▶ PROBLEM REQUIREMENTS
Please repeat exactly the lines below from the one containing "Would you kindly put a point on the paved" down to the one containing "point(930, 555)", both included, and nothing else.

━━━ INPUT RECORDS

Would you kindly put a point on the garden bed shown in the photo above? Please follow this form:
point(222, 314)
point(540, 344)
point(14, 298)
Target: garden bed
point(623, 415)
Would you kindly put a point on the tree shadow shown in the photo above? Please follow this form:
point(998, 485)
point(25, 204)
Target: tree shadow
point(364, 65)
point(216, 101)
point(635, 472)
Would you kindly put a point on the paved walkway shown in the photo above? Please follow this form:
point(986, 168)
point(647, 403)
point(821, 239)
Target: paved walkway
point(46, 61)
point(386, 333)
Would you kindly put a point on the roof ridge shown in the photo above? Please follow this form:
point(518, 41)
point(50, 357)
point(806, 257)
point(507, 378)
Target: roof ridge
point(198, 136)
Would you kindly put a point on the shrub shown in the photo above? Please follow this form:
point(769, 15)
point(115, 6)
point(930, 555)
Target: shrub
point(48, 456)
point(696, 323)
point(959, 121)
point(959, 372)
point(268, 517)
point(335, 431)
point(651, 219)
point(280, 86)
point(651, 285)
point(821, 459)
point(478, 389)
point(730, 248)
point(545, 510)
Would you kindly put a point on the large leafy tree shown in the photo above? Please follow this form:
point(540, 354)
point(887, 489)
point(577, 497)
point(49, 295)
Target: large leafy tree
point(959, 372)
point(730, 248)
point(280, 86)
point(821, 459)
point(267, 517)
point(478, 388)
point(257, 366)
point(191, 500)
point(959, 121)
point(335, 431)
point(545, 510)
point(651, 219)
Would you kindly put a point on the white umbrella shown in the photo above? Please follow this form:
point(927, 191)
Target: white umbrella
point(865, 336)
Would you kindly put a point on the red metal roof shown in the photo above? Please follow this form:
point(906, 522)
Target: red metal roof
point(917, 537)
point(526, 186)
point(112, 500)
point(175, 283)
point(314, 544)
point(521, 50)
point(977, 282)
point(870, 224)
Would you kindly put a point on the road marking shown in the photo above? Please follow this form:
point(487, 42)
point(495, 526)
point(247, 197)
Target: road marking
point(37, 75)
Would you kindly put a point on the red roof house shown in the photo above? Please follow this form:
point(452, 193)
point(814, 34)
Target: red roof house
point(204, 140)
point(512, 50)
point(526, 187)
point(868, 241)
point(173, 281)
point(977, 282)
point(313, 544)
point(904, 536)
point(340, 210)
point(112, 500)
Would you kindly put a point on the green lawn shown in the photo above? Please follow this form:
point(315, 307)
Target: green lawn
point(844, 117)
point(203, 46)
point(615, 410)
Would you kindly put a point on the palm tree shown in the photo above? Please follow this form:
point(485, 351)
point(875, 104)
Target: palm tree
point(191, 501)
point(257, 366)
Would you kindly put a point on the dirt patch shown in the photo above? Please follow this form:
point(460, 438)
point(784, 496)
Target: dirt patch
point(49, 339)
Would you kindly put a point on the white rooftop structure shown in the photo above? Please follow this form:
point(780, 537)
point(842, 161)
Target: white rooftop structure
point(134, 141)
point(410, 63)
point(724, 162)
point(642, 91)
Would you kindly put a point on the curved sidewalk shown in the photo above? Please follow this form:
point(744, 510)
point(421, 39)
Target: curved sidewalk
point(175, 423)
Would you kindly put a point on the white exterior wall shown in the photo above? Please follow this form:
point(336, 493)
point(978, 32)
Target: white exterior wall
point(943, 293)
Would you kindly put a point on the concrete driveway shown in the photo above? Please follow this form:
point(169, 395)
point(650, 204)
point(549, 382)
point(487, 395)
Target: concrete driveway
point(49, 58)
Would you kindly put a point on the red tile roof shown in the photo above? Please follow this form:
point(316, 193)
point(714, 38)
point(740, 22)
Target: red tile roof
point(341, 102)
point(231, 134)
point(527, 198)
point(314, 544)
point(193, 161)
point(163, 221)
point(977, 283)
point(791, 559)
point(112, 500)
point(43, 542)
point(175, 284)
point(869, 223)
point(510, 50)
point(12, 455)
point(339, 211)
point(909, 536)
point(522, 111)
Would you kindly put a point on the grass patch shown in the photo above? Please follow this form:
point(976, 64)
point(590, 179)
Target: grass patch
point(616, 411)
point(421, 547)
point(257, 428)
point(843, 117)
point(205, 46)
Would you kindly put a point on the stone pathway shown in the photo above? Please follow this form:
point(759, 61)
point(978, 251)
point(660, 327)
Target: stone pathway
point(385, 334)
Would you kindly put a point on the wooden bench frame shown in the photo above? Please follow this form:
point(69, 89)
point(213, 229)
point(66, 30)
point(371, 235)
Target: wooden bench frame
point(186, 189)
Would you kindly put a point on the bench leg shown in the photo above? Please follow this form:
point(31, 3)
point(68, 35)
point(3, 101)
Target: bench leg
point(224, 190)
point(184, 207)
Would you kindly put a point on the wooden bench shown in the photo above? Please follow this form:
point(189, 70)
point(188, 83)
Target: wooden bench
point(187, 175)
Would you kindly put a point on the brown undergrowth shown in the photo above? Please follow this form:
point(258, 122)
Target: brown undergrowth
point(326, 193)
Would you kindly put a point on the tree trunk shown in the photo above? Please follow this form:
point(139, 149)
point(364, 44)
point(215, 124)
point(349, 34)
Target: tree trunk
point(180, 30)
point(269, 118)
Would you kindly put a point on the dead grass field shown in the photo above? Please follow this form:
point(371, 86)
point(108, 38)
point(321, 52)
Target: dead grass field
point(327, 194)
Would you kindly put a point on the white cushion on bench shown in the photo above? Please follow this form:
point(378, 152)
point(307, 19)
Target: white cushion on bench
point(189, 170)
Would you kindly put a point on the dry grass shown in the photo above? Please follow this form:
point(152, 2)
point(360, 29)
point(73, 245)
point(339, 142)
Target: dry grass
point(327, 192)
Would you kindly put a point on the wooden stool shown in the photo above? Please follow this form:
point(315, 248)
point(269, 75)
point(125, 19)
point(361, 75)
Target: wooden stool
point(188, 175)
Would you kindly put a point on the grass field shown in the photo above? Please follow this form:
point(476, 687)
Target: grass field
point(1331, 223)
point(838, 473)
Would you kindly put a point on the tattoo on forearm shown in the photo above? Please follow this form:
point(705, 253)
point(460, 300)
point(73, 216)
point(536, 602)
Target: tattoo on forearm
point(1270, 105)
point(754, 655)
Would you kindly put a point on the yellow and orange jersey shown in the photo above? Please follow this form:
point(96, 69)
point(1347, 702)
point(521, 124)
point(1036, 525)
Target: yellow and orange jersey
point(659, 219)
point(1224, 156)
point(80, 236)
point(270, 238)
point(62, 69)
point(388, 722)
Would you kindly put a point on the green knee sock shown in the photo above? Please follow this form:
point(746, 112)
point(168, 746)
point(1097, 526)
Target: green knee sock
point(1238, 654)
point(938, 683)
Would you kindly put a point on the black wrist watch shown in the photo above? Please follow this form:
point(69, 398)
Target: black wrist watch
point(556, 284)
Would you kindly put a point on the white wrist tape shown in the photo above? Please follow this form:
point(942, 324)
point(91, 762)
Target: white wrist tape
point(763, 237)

━━━━━━

▶ SOLUTION TO THIS PROBLEM
Would you kindly put a point on the paved walkway shown in the photo above? Please follow this form:
point(986, 168)
point(647, 403)
point(821, 239)
Target: paved walkway
point(46, 61)
point(386, 333)
Would you kindly put a point on the roof ridge shown in the photo above? Please follow this form:
point(518, 41)
point(50, 357)
point(806, 257)
point(507, 378)
Target: roof ridge
point(198, 136)
Would you kindly put a point on the shrub shown in the photo above? Please follow this form:
point(769, 15)
point(115, 6)
point(930, 555)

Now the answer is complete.